───── THE DATA ─────

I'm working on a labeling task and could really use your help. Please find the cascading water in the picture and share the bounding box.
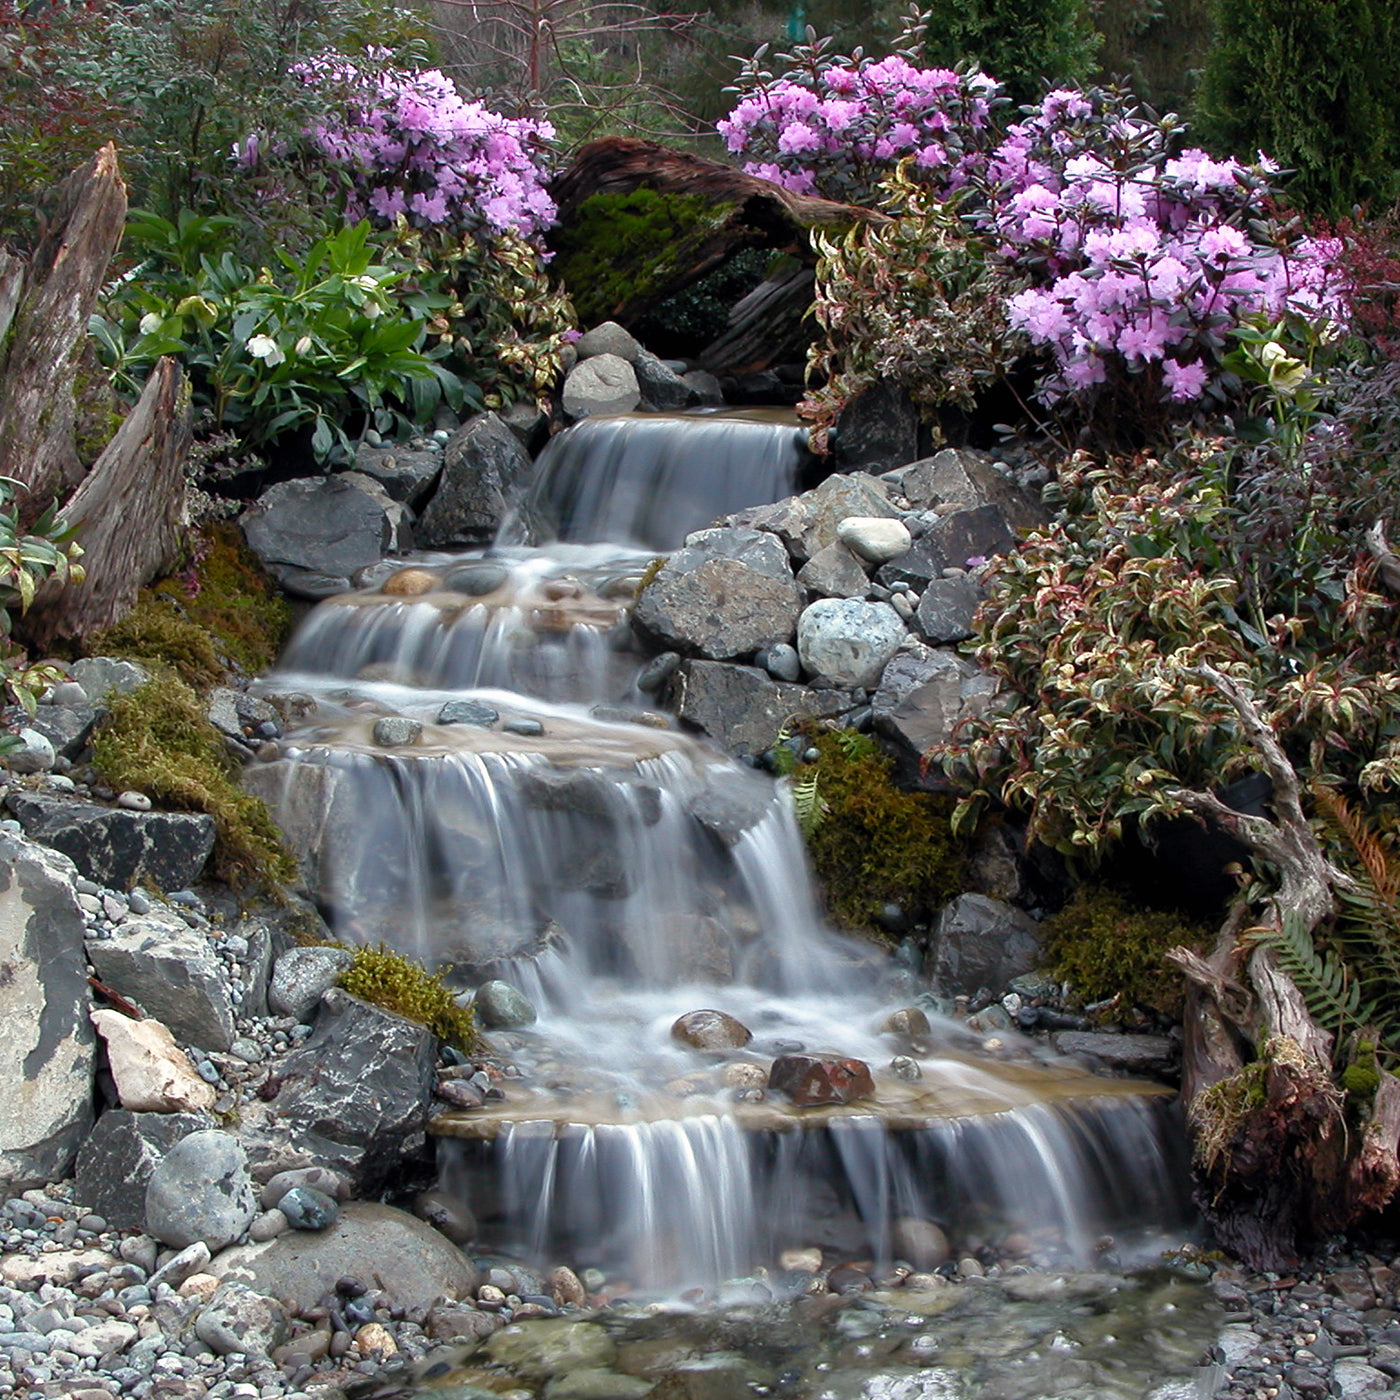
[505,408,812,549]
[252,410,1196,1307]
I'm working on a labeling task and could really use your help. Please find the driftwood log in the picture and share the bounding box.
[550,137,881,370]
[1166,666,1400,1268]
[0,145,129,517]
[0,146,191,648]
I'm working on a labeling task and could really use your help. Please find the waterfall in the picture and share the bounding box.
[252,408,1193,1295]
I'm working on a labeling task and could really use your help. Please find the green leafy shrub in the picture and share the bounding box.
[548,188,737,329]
[1196,0,1400,218]
[781,728,964,936]
[802,165,1028,451]
[1042,883,1206,1015]
[922,0,1101,106]
[339,943,477,1052]
[90,673,298,888]
[94,218,465,466]
[0,481,85,743]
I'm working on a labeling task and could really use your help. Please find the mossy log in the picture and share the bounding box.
[0,144,128,517]
[1166,666,1400,1268]
[550,137,880,351]
[21,356,190,649]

─────

* TASK REQUIREMENTS *
Your copy should match the material above exactly, minus its pictures.

* SOLUTION TO THIS TASK *
I'm working on a labeling task and could really use your help. Please find the cascading water in the picture and share the bounding box.
[505,408,812,549]
[252,410,1196,1307]
I'm working on a labeling task and could really use your help. Please find the driftwood log in the picture and share the bounding box.
[550,137,881,370]
[1166,666,1400,1268]
[0,145,129,517]
[0,146,191,648]
I'm working on a labeling task and could really use your help. Please find the waterfall in the picture and share the bounding box.
[252,408,1193,1295]
I'm working on a labeling task and could really use your help. Please find the green leafy shrub in the picture and share the bounding box.
[548,188,737,329]
[1196,0,1400,218]
[781,728,964,936]
[802,165,1028,451]
[1042,883,1206,1015]
[922,0,1101,106]
[339,943,477,1052]
[90,673,298,888]
[94,218,465,466]
[0,481,85,743]
I'm working on a labeling task and could really use your help. Please find the mossy log in the picture and share the bounding box.
[0,144,128,517]
[1166,666,1400,1268]
[550,137,880,351]
[21,356,190,649]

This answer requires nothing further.